▶ READING PASSAGE:
>>>>>
No matter which federal order you ship milk into, butterfat yield impacts your dairy’s milk check. Two components determine butterfat yields- butterfat percentage as well as milk volume. As the butterfat percentage increases with a constant milk volume, butterfat yield increases with a resulting increased pay price for your milk; nothing new for those looking at their monthly milk checks. With quota-type milk payment systems still in place, maximizing the percentage of butterfat is one way to increase milk income. Another piece of this puzzle is; by maximizing fat yields, milk protein yields are also maximized resulting in more income for those on component pricing schemes. Through a better understanding of factors that influence the production of milk fat, one can better anticipate how modifying management and feeding practices can impact milk fat percentages and yield and, ultimately, milk pay price.
Over the past 10 years, milk fat content and yield have increased. Genetic improvements have been part of these increases. Butterfat content is a highly heritable trait and, as such, sire selection can impact milk fat percentage and yield. Over the past 10 years, the genetic potential for milk fat has increased by almost 0.17% units and 107 lbs for Holsteins (Jerseys- 0.15% units and 132 lbs increases). Partly due to genetic advances, a butterfat of 3.6-3.7% may not reflect the genetic potential of Holsteins in our dairy herds today. Dr. Kevin Harvatine from Penn State University reported in a recent webinar that Holsteins in the Upper Midwest and Northeast averaged 3.9% over a 12-month period. Thus, we may need to redefine what we think is an acceptable butterfat percentage for a herd. He also noted little genetic difference exists between DHI-tested herds processed through DRMS even with the large genetic variation we see between cows in a herd.
Stage of Lactation Impact
Butterfat percentage does vary by stage of lactation. The lowest butterfat percentages are found in early lactation cows with increases seen in later lactation. Therefore, if a higher percentage of the herd were in early lactation compared to previous years, we would expect a slightly lower butterfat percentage in the bulk tank. Butterfat yield would more than likely be higher in early lactation though, reflecting the increases in milk volume seen in early lactation and peak production.
A seasonal pattern also exists for both butterfat percentage and milk yield. The lowest butterfat percentage is usually seen in July with the highest butterfat percentage seen around the first of January. The magnitude of the difference between the peak and trough are less in the more southern regions of the US compared to the Upper Midwest. For example, the difference in the peak and trough of milk fat were 0.28% units for Minnesota, but only 0.08% difference for Florida (FMMO 5 and 7 were 0.13% unit difference). Milk yield peaks later than the percent milk fat, usually in late March and early April, with milk fat yields peaking between late February and early March. Milk protein percentage and yield follow a similar trend to milk fat. All of these seasonal patterns follow changes seen in day length, and not just environmental temperatures/conditions associated with heat stress. No differences were seen in these seasonal patterns between first-calf heifers, second lactation, or mature cows.
AM vs PM Milking
Daily milk composition and yield vary from the morning versus evening milkings. In a study evaluating production in 14 herds over 5 days, herds milked twice daily had higher milk fat percentage at the evening versus morning milking. Milk yield followed the opposite pattern with yield greater at the morning milking. Other studies have seen the same direction of differences between milkings. When testing on a DHI AM/PM program, these differences in milk yield are accounted for when reporting daily milk production for the current test day.
<<<<<
(Image-grounded pointing data)
>>>>>
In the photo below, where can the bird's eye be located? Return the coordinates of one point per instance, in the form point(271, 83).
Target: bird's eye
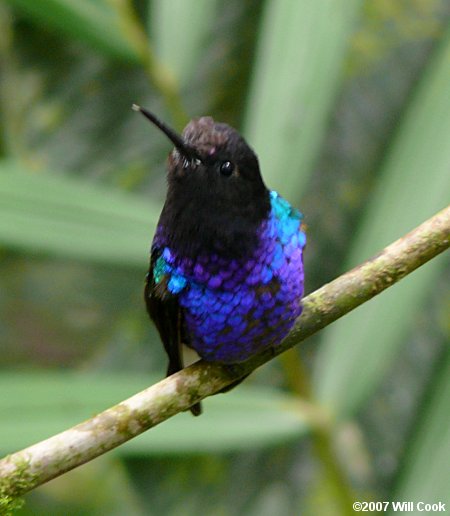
point(227, 168)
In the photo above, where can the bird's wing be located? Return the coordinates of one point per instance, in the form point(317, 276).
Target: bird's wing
point(165, 311)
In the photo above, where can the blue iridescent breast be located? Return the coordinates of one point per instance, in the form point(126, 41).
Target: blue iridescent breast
point(234, 308)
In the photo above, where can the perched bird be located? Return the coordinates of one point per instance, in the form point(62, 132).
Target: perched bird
point(226, 266)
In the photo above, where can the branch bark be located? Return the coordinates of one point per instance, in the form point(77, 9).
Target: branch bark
point(35, 465)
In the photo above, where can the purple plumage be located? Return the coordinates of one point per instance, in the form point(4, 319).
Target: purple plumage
point(226, 268)
point(234, 308)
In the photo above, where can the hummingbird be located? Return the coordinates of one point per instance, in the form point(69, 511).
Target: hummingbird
point(226, 262)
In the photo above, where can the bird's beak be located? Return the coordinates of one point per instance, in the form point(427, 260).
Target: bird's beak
point(186, 150)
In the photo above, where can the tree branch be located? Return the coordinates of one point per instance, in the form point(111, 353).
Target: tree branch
point(31, 467)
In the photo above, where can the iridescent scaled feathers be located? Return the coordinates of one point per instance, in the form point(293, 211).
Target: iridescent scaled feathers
point(233, 308)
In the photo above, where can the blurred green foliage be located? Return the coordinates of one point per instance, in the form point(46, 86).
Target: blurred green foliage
point(347, 106)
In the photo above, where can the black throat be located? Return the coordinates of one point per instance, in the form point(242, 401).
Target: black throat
point(195, 223)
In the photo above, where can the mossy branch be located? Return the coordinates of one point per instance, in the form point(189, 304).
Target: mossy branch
point(31, 467)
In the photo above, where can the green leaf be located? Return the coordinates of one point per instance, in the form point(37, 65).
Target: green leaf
point(35, 406)
point(296, 78)
point(426, 472)
point(414, 184)
point(180, 30)
point(96, 23)
point(64, 216)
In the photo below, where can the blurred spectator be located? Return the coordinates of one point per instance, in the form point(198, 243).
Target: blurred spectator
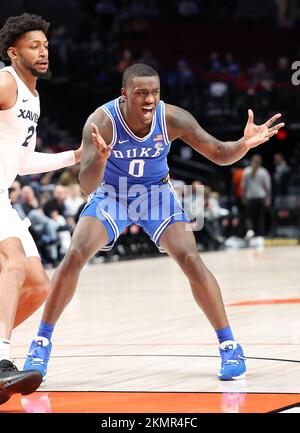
point(231, 66)
point(57, 210)
point(187, 8)
point(280, 176)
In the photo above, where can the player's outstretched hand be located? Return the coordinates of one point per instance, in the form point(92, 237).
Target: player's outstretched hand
point(103, 149)
point(258, 134)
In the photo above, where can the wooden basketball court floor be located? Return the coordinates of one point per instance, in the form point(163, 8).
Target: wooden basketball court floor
point(134, 341)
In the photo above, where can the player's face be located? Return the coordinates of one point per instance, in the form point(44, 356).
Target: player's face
point(142, 96)
point(30, 52)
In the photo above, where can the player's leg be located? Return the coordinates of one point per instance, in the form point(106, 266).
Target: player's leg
point(89, 236)
point(36, 286)
point(13, 272)
point(35, 290)
point(179, 243)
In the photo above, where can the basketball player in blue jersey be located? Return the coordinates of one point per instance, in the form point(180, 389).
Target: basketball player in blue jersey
point(131, 137)
point(24, 284)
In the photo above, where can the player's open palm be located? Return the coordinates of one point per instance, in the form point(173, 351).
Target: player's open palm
point(258, 134)
point(103, 149)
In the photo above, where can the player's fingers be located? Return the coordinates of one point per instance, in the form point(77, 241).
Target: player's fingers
point(272, 119)
point(280, 125)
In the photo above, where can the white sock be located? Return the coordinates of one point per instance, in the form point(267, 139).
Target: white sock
point(4, 349)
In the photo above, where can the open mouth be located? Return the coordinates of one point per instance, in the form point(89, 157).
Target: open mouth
point(42, 64)
point(147, 112)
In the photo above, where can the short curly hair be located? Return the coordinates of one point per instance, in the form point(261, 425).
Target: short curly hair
point(16, 26)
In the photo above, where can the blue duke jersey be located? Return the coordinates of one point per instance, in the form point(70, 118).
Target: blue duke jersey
point(142, 163)
point(140, 160)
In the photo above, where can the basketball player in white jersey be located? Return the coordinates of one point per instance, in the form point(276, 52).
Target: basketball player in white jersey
point(137, 129)
point(24, 284)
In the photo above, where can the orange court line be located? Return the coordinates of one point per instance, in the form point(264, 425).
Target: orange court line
point(148, 402)
point(265, 302)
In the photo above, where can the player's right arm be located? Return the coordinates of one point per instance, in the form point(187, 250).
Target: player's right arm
point(8, 91)
point(95, 151)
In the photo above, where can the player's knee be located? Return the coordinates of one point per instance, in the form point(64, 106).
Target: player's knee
point(16, 265)
point(44, 289)
point(190, 263)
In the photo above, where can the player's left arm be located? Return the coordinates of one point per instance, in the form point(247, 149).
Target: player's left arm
point(182, 124)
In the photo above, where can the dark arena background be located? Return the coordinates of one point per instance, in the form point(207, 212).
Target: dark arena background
point(132, 339)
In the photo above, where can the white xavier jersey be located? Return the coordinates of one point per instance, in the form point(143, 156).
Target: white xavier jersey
point(17, 131)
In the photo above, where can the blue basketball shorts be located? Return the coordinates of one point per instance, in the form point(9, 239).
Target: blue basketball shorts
point(153, 208)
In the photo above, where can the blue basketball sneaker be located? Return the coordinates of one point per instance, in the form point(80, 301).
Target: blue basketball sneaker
point(233, 365)
point(38, 355)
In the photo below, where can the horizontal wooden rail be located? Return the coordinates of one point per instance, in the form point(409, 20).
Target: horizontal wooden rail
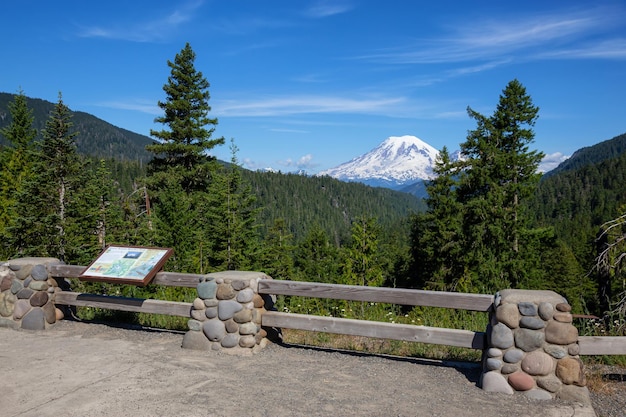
point(138, 305)
point(401, 296)
point(602, 345)
point(406, 332)
point(168, 279)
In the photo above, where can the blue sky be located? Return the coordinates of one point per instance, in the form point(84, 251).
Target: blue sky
point(311, 84)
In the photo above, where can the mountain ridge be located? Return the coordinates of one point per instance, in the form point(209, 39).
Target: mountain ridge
point(398, 161)
point(97, 137)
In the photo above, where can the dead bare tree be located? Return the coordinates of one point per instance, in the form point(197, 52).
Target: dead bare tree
point(610, 263)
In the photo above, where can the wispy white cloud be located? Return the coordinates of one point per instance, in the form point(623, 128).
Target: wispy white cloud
point(610, 49)
point(325, 8)
point(153, 30)
point(288, 130)
point(515, 38)
point(140, 105)
point(282, 106)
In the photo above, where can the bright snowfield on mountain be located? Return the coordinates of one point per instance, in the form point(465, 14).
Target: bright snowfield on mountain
point(398, 161)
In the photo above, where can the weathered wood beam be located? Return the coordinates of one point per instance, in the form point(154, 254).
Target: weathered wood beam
point(406, 332)
point(138, 305)
point(602, 345)
point(168, 279)
point(401, 296)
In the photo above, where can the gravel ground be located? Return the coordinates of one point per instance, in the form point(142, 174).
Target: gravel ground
point(608, 390)
point(86, 369)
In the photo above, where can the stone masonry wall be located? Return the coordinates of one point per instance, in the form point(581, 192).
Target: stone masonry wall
point(27, 294)
point(227, 313)
point(533, 348)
<<<<<
▶ WHAT YOU WILL DO: In the text about milk fat, print everything from "Stage of Lactation Impact" down to "and peak production.", leaving every word unchanged. Work only from the text about milk fat.

▶ SOLUTION TO THIS PROBLEM:
Stage of Lactation Impact
Butterfat percentage does vary by stage of lactation. The lowest butterfat percentages are found in early lactation cows with increases seen in later lactation. Therefore, if a higher percentage of the herd were in early lactation compared to previous years, we would expect a slightly lower butterfat percentage in the bulk tank. Butterfat yield would more than likely be higher in early lactation though, reflecting the increases in milk volume seen in early lactation and peak production.